• _Extract_

A comparison of the potentials trained only on energies, forces, and stresses with those trained also on magnetic forces showed significant advantages of the new approach.
Importantly, the new method showed a tenfold reduction in prediction error for magnetic forces, but virtually no change for energies and conventional forces. The models trained on magnetic forces also proved to be more accurate in predicting the equilibrium magnetic moments of iron atoms.
Equally important was an increase in the reliability of the trained MLIPs. Geometric optimization showed that for iron-aluminum, the models not trained on magnetic forces either failed to relax the atomic structure or produced physically irrelevant results. Magnetic force training showed 100% reliability, with successful relaxation calculations and physically meaningful results, which is crucial for the practical use of MLIPs. In fact, magnetic force training helps to obtain a reliable model even with a relatively small training dataset.
The team successfully applied the best of the generated potentials to simulate the behavior of Fe-Al at room temperature (300 K) using molecular dynamics. The simulation results were in perfect agreement with the thermal expansion of the material observed in the experiment, despite a slight difference in the values, which may be due to the limitations of DFT in building the training dataset. This means that the new approach can be used to study dynamics and temperature effects.
Ivan Novikov, an associate professor at the HSE Faculty of Computer Science, an associate professor at the MIPT Department of Chemical Physics of Functional Materials, and a senior research scientist at Skoltech, comments: “The key idea behind our study was to show that magnetic forces, which are usually ignored when training the potentials, carry additional information about interatomic interactions in magnetic materials. By taking these forces into account when training the potentials, we were able to not only make the prediction of magnetic properties more accurate, but, just as importantly, improve the credibility of the simulations. We can now simulate complex magnetic systems more reliably with the same amount of expensive quantum computing, making such studies more affordable and consistent.”

Collection entries:
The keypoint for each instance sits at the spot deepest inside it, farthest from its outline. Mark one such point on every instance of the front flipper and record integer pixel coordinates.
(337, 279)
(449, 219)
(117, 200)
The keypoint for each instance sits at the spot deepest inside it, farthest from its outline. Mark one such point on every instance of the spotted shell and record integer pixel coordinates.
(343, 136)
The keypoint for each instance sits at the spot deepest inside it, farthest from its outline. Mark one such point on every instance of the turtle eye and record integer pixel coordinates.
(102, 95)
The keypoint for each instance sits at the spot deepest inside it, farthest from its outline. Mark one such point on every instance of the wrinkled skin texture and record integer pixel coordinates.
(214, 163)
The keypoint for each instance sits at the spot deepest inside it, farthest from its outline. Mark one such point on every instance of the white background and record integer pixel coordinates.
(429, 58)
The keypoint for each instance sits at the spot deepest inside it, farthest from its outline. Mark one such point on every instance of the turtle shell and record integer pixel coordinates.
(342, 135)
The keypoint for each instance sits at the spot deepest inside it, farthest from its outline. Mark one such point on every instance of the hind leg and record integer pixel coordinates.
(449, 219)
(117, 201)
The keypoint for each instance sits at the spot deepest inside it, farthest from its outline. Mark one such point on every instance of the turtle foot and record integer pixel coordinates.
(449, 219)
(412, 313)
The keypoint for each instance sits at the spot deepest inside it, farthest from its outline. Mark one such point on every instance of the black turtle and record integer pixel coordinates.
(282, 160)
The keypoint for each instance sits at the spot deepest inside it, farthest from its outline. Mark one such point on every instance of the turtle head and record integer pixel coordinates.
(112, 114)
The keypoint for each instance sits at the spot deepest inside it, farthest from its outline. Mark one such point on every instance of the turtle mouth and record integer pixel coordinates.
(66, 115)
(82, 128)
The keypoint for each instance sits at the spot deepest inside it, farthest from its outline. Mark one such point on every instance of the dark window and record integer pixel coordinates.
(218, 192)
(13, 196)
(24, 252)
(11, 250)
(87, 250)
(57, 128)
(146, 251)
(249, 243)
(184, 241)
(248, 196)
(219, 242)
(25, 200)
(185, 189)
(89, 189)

• _Goal of the exercise_
Extend the article on training machine-learning interatomic potentials with magnetic forces, picking up after the quoted comment that ends it. These records were drawn from a separate source and have no connection to the text.

• _Answer area_
The novelty of the research lies in the systematic development, application, and comprehensive validation of the new method. The study provides convincing evidence that the proposed approach not only works, but also brings significant gains in simulation reliability and accuracy, especially with a limited budget for quantum computing. In the future, reliable and fast MLIPs will enable effective virtual screening and optimization of the compositions of new magnetic alloys, materials for permanent magnets, magnetocaloric materials (for magnetic cooling), and spintronic components. It is now possible to simulate large systems with tens of thousands of atoms and to look into the effects of defects, grain boundaries, and nanostructuring on magnetic properties, as well as to study magnetic phase transitions, for example, determine the Curie temperature. Understanding magnetism at the atomic level is essential for improving the performance of electric motors, generators, transformers, data recording devices, and medical diagnostic and therapeutic systems, such as MRI.
The new method can work hand in hand with active learning algorithms that can identify the essential quantum computations required for further refinement of the model while the simulation is running. This will also help to reduce the number of DFT calculations.
The study was carried out by researchers from Skoltech, MIPT, HSE, the Institute of Solid State Chemistry and Mechanochemistry of the Siberian Branch of RAS, the Emanuel Institute of Biochemical Physics of RAS, and their colleagues from Germany, Norway, the United States, and Austria.